#### [WRITTEN EXERCISE]
Pick out every line in the data below that contains the string "player", and copy each of those lines. Count only matches with the same uppercase and lowercase letters.
================================
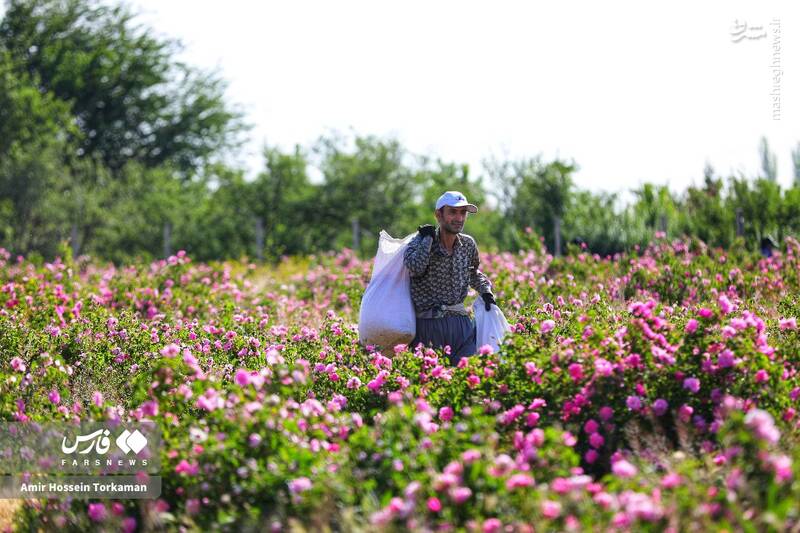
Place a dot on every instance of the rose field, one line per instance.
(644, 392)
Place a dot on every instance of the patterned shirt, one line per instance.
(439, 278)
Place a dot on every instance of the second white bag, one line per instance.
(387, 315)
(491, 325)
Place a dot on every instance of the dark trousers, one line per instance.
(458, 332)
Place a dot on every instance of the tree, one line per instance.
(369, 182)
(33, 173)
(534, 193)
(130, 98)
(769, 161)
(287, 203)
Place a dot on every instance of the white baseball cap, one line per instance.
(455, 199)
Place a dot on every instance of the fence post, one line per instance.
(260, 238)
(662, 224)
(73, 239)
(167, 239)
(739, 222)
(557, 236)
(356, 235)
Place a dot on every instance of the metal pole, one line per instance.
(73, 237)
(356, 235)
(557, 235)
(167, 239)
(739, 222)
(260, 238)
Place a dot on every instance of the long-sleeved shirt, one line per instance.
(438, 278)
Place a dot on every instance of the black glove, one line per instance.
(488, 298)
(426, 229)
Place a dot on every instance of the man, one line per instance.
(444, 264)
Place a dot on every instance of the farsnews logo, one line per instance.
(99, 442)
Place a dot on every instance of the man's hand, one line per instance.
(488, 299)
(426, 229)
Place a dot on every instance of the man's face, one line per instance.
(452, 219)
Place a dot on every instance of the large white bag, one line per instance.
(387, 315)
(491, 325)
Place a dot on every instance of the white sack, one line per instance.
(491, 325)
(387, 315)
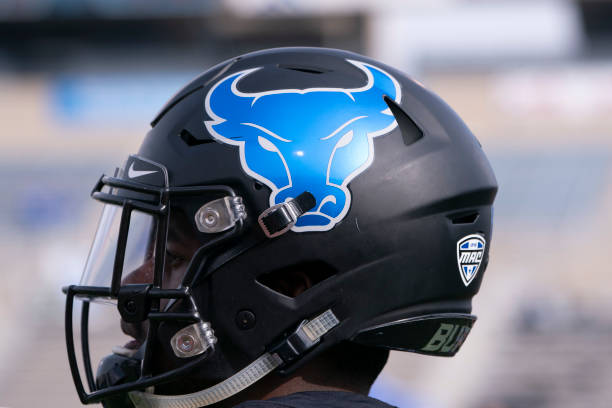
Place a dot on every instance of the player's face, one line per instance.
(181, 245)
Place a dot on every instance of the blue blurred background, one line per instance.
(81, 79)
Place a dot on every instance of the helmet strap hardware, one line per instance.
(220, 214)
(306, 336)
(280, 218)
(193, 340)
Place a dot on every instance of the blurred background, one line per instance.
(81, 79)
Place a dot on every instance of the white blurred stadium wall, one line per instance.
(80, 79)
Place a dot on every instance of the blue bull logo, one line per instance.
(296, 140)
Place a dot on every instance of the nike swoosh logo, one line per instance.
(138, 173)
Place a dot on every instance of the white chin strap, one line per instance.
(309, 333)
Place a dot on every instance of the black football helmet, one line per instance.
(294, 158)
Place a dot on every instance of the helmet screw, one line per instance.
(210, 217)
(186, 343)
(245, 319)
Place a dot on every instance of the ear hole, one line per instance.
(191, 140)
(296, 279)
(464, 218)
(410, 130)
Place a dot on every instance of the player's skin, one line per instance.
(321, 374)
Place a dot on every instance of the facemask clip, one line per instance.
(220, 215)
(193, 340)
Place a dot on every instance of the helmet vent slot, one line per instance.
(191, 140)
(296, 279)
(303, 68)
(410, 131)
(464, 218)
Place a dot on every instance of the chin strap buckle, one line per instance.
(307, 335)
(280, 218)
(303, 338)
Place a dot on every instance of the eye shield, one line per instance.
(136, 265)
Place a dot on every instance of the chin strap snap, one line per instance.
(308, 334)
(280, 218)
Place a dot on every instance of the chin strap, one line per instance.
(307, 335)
================================
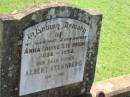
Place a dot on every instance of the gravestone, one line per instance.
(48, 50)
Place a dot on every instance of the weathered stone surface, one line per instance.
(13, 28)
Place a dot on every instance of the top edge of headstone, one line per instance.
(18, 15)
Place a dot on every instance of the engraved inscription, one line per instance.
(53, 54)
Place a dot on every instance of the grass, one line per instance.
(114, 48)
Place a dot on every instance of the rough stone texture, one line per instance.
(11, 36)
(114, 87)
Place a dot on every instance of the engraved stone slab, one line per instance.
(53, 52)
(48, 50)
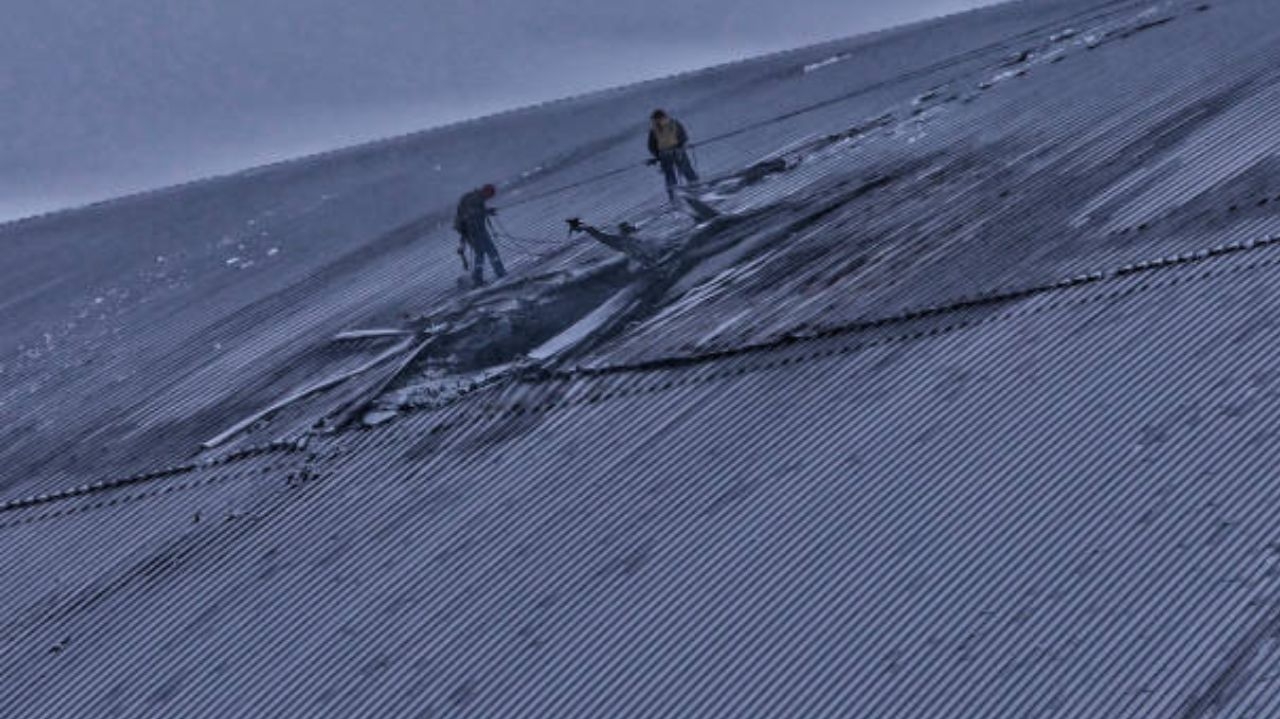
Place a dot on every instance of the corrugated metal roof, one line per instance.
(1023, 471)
================================
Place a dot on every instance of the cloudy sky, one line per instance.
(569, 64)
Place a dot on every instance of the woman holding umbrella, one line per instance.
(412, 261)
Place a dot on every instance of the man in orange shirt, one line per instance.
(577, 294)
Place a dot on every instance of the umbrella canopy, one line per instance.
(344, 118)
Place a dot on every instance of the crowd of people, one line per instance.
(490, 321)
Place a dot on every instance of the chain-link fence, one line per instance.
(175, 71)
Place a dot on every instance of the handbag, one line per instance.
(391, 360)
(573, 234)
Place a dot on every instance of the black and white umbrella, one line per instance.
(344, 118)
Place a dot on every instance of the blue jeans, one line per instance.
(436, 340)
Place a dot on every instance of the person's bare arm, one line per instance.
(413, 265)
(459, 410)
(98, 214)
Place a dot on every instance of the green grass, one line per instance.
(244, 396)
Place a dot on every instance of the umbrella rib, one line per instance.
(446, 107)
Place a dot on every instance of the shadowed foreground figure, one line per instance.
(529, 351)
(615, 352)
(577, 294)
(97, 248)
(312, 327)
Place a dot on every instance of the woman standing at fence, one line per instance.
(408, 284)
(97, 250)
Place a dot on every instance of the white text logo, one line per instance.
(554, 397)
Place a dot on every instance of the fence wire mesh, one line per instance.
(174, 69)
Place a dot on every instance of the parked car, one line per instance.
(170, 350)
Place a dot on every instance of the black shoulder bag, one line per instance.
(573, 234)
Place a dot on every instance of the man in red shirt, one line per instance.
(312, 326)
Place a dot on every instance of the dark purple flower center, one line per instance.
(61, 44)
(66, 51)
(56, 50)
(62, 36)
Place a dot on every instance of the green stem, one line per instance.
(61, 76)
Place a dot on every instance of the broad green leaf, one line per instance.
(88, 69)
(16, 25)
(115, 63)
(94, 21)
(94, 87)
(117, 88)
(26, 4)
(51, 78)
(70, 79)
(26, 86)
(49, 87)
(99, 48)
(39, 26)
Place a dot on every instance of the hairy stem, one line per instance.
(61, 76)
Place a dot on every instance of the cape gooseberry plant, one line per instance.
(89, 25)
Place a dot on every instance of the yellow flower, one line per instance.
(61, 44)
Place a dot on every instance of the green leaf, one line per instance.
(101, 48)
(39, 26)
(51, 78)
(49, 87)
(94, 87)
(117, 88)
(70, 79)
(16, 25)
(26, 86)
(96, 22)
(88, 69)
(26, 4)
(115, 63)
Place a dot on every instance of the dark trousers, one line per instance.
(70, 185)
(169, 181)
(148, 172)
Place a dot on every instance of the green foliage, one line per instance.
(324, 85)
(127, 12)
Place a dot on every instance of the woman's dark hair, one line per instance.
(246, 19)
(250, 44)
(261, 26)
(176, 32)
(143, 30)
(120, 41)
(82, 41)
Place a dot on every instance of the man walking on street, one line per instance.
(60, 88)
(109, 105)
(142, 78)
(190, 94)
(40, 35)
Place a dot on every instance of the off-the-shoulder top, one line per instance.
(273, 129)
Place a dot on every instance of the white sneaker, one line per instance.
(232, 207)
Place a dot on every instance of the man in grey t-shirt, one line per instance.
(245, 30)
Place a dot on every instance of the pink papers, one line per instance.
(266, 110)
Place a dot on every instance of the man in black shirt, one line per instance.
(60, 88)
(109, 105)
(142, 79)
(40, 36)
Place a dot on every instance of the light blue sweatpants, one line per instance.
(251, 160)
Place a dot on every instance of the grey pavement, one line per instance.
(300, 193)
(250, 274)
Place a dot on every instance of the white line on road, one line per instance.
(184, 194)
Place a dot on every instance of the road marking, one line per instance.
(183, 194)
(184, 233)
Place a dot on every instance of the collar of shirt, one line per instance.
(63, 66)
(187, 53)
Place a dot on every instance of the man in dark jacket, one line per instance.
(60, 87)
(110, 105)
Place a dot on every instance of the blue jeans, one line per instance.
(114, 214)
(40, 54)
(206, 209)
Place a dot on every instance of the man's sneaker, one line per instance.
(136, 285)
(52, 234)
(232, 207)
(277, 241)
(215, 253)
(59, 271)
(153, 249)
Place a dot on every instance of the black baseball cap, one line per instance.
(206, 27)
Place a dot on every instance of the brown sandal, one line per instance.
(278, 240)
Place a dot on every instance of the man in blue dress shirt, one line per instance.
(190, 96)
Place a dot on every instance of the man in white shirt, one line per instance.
================================
#### [ANSWER BELOW]
Place a dot on every instance of the player's face, one line per instance.
Place a dot on every instance of the player's skin, one line per instance.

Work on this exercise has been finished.